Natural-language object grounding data
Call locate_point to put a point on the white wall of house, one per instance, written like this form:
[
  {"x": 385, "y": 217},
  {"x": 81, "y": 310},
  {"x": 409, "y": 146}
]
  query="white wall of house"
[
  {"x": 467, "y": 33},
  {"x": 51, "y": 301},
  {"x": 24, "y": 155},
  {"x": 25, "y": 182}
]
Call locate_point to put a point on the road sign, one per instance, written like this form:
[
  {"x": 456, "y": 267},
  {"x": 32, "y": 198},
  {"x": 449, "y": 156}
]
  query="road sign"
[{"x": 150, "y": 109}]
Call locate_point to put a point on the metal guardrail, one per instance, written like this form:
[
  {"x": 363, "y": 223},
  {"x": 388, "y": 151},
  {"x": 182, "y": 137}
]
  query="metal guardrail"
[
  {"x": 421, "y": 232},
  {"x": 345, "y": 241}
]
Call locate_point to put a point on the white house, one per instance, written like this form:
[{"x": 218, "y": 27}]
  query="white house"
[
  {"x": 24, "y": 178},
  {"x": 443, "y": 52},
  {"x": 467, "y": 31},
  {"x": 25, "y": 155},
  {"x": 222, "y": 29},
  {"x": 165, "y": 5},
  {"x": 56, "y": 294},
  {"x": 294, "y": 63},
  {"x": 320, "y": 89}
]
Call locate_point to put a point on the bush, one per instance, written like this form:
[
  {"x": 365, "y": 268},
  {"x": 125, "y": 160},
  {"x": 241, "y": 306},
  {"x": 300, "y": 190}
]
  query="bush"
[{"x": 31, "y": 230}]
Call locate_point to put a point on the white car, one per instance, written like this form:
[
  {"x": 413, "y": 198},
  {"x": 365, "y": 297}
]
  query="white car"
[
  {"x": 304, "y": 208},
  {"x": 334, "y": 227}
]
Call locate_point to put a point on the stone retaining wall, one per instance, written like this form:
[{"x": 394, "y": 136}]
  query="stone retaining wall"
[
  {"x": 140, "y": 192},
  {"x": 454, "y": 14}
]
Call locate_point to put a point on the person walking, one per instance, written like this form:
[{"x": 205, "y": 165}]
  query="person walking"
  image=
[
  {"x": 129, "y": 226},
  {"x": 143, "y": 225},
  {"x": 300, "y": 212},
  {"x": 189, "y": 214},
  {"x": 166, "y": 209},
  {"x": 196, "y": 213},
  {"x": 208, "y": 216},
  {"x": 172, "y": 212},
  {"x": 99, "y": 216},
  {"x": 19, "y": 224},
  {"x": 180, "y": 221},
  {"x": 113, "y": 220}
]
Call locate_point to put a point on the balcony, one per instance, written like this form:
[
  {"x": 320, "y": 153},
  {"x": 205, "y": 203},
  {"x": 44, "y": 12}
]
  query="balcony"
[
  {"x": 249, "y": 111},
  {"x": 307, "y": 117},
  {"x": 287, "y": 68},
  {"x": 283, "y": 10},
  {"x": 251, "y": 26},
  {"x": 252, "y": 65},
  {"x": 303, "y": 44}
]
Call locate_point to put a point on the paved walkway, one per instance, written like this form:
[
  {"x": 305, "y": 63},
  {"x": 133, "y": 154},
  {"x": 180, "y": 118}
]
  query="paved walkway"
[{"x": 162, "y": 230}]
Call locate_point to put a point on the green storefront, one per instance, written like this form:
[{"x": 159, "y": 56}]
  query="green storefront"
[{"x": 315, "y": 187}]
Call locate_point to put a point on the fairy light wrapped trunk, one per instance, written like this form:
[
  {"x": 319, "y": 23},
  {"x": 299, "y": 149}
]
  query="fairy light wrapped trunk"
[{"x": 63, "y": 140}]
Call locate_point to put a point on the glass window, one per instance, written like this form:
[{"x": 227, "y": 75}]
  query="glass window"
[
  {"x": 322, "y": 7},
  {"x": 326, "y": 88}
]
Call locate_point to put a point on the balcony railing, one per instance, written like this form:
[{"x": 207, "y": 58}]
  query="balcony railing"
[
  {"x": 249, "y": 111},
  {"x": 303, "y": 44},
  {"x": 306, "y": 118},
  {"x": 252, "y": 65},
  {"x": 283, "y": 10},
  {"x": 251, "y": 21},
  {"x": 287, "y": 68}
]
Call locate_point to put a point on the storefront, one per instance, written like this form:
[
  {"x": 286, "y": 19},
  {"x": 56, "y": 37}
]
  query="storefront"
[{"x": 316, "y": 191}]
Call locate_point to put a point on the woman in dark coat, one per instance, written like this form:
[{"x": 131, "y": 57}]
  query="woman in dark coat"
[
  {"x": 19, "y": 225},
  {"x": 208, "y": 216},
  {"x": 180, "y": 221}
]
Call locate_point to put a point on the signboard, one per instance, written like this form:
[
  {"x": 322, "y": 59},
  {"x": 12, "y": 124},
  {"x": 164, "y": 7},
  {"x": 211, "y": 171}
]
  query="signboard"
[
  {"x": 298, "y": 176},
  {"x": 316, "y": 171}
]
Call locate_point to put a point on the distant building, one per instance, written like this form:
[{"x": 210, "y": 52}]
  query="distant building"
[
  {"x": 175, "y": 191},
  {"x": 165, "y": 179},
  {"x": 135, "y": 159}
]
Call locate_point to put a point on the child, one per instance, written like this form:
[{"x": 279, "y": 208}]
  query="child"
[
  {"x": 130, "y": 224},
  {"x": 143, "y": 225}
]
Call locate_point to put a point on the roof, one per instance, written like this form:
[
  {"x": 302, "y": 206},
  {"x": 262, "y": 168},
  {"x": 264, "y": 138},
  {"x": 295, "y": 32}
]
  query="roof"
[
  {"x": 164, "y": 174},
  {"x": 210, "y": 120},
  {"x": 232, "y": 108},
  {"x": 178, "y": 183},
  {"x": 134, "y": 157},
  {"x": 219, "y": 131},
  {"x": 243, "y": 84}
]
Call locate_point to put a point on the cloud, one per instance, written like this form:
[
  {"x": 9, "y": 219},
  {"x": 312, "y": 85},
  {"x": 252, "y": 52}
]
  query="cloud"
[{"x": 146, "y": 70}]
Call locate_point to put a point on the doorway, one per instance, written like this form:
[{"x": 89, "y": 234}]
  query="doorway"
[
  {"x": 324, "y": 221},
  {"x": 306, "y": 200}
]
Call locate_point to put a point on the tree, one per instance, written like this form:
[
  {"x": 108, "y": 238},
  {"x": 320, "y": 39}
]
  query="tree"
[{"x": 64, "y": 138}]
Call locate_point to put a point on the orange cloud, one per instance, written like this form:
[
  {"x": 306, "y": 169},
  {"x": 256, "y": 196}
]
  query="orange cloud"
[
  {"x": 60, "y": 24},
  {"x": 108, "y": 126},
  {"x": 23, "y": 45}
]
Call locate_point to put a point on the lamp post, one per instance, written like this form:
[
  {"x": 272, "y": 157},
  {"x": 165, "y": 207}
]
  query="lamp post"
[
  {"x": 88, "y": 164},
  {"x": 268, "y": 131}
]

WHAT YOU SHOULD DO =
Write every entry out again exactly.

WRITTEN RESPONSE =
Call locate_point to put a point on the white wall of house, one per instance, written like this form:
[
  {"x": 385, "y": 217},
  {"x": 81, "y": 310},
  {"x": 409, "y": 146}
]
  query="white wall of house"
[
  {"x": 467, "y": 33},
  {"x": 51, "y": 301},
  {"x": 24, "y": 155},
  {"x": 25, "y": 182}
]
Call locate_point to put a point on the road sign, one per instance, written like this form:
[
  {"x": 456, "y": 267},
  {"x": 32, "y": 198},
  {"x": 449, "y": 156}
]
  query="road sign"
[{"x": 150, "y": 109}]
Call locate_point to put a point on the metal guardrail, one per instance, written like this form:
[
  {"x": 363, "y": 223},
  {"x": 388, "y": 151},
  {"x": 182, "y": 137}
]
  query="metal guardrail"
[
  {"x": 421, "y": 232},
  {"x": 345, "y": 241}
]
Call locate_point to put a point on the white house, one per instance, written like this form:
[{"x": 218, "y": 27}]
  query="white house"
[
  {"x": 24, "y": 178},
  {"x": 443, "y": 52},
  {"x": 467, "y": 31},
  {"x": 25, "y": 155},
  {"x": 222, "y": 29},
  {"x": 165, "y": 5},
  {"x": 56, "y": 294},
  {"x": 294, "y": 63},
  {"x": 320, "y": 89}
]
Call locate_point to put a point on the bush, one per instance, written like this form:
[
  {"x": 365, "y": 268},
  {"x": 125, "y": 160},
  {"x": 241, "y": 306},
  {"x": 300, "y": 190}
]
  query="bush"
[{"x": 31, "y": 230}]
Call locate_point to put a point on the white car, one per instance, written like this form:
[
  {"x": 413, "y": 198},
  {"x": 365, "y": 297}
]
  query="white car"
[
  {"x": 304, "y": 208},
  {"x": 334, "y": 227}
]
Call locate_point to put a point on the stone retaining wall, one per instance, written like this form:
[{"x": 394, "y": 136}]
  query="stone retaining wall"
[
  {"x": 140, "y": 192},
  {"x": 454, "y": 14}
]
Call locate_point to put a point on the person walking, one per instance, written like this form:
[{"x": 205, "y": 165}]
  query="person walking"
  image=
[
  {"x": 129, "y": 226},
  {"x": 143, "y": 225},
  {"x": 300, "y": 212},
  {"x": 189, "y": 214},
  {"x": 166, "y": 209},
  {"x": 196, "y": 213},
  {"x": 208, "y": 216},
  {"x": 172, "y": 212},
  {"x": 99, "y": 216},
  {"x": 19, "y": 224},
  {"x": 180, "y": 221},
  {"x": 113, "y": 220}
]
Call locate_point to put a point on the balcony, one per instance, written like this form:
[
  {"x": 320, "y": 153},
  {"x": 205, "y": 203},
  {"x": 44, "y": 12}
]
  query="balcony"
[
  {"x": 249, "y": 111},
  {"x": 307, "y": 117},
  {"x": 287, "y": 68},
  {"x": 283, "y": 10},
  {"x": 251, "y": 26},
  {"x": 252, "y": 65},
  {"x": 303, "y": 44}
]
Call locate_point to put a point on the paved walkway, one per instance, written like this form:
[
  {"x": 305, "y": 63},
  {"x": 133, "y": 154},
  {"x": 180, "y": 118}
]
  query="paved walkway"
[{"x": 162, "y": 230}]
Call locate_point to put a point on the green storefront, one per instance, written like this form:
[{"x": 159, "y": 56}]
  query="green storefront"
[{"x": 315, "y": 187}]
Call locate_point to put a point on the fairy light wrapped trunk, one per instance, written like this form:
[
  {"x": 319, "y": 23},
  {"x": 299, "y": 149}
]
  query="fairy light wrapped trunk"
[{"x": 63, "y": 140}]
Call locate_point to put a point on the glass window, one per instance, written like this form:
[{"x": 227, "y": 75}]
  query="glass window"
[
  {"x": 322, "y": 7},
  {"x": 326, "y": 88}
]
Call locate_point to put a point on the balcony railing, one per instance, written like this form:
[{"x": 207, "y": 58}]
  query="balcony railing"
[
  {"x": 249, "y": 111},
  {"x": 303, "y": 44},
  {"x": 306, "y": 118},
  {"x": 252, "y": 65},
  {"x": 283, "y": 10},
  {"x": 251, "y": 21},
  {"x": 287, "y": 68}
]
Call locate_point to put a point on the storefront, one per instance, written like this form:
[
  {"x": 286, "y": 19},
  {"x": 56, "y": 37}
]
  query="storefront"
[{"x": 316, "y": 191}]
Call locate_point to put a point on the woman in dark coat, one per instance, written like this form:
[{"x": 131, "y": 57}]
  query="woman in dark coat"
[
  {"x": 19, "y": 225},
  {"x": 208, "y": 216},
  {"x": 180, "y": 221}
]
Call locate_point to put a point on the signboard, one per instance, written like this form:
[
  {"x": 322, "y": 59},
  {"x": 12, "y": 124},
  {"x": 164, "y": 7},
  {"x": 211, "y": 171}
]
  query="signboard"
[
  {"x": 298, "y": 176},
  {"x": 316, "y": 171}
]
Call locate_point to put a point on the distant building, one per instance, written like this form:
[{"x": 210, "y": 52}]
  query="distant building"
[
  {"x": 175, "y": 191},
  {"x": 165, "y": 179},
  {"x": 135, "y": 159}
]
Call locate_point to put a point on the child, one per instance, written like this form:
[{"x": 279, "y": 208}]
  query="child"
[
  {"x": 130, "y": 224},
  {"x": 143, "y": 225}
]
Call locate_point to put a point on the roof, one per instance, written like this form:
[
  {"x": 302, "y": 206},
  {"x": 262, "y": 168},
  {"x": 264, "y": 138},
  {"x": 295, "y": 32}
]
  query="roof"
[
  {"x": 164, "y": 174},
  {"x": 210, "y": 120},
  {"x": 232, "y": 108},
  {"x": 178, "y": 183},
  {"x": 134, "y": 157},
  {"x": 219, "y": 131},
  {"x": 243, "y": 84}
]
Call locate_point to put a point on the cloud, one per instance, written like this form:
[
  {"x": 9, "y": 219},
  {"x": 312, "y": 85},
  {"x": 252, "y": 52}
]
  query="cloud"
[{"x": 146, "y": 70}]
Call locate_point to put a point on the doorway, one per instance, written like this form:
[{"x": 89, "y": 234}]
  query="doorway"
[
  {"x": 324, "y": 221},
  {"x": 306, "y": 200}
]
Call locate_point to put a point on the tree, one per instance, written like this form:
[
  {"x": 108, "y": 238},
  {"x": 320, "y": 39}
]
  query="tree"
[{"x": 64, "y": 138}]
Call locate_point to put a point on the orange cloud, one per instance, written like this form:
[
  {"x": 306, "y": 169},
  {"x": 256, "y": 196}
]
  query="orange cloud"
[
  {"x": 60, "y": 24},
  {"x": 108, "y": 126},
  {"x": 23, "y": 45}
]
Call locate_point to put a point on the lamp post, one per instance, written like this form:
[
  {"x": 272, "y": 157},
  {"x": 165, "y": 207}
]
  query="lamp post"
[
  {"x": 88, "y": 164},
  {"x": 268, "y": 131}
]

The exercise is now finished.